● Aufgabe
Schreibe den Textabschnitt über Oldtimer von „Wäre Deutschland momentan“ bis „besten vom Fachmann.“ noch einmal ab und tausche dabei „Fachmann“ gegen „Profi“ aus.

Wäre Deutschland momentan nicht im Corona-Ausnahmezustand würden mit den ersten Sonnenstrahlen die automobilen Schätzchen aus ihrem Winterschlaf geholt werden, Oldtimer, die das Auge des Betrachters erfreuen. Sie erregen Aufmerksamkeit und lassen manches Herz höher schlagen. Wie eine Diva stehen auch Oldtimer rasch im Mittelpunkt des Interesses. Damit das begehrte Altmetall auf Rädern Freude bringt, muss es allerdings zuerst in Schuss gebracht werden, am besten vom Fachmann.

● Vorliegende Einträge
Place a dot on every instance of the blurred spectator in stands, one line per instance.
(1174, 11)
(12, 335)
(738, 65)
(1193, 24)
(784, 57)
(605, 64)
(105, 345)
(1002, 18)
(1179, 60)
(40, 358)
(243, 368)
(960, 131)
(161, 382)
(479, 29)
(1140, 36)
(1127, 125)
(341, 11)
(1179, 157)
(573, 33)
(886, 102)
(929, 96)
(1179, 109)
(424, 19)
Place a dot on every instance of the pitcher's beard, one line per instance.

● Erwartete Ausgabe
Wäre Deutschland momentan nicht im Corona-Ausnahmezustand würden mit den ersten Sonnenstrahlen die automobilen Schätzchen aus ihrem Winterschlaf geholt werden, Oldtimer, die das Auge des Betrachters erfreuen. Sie erregen Aufmerksamkeit und lassen manches Herz höher schlagen. Wie eine Diva stehen auch Oldtimer rasch im Mittelpunkt des Interesses. Damit das begehrte Altmetall auf Rädern Freude bringt, muss es allerdings zuerst in Schuss gebracht werden, am besten vom Profi.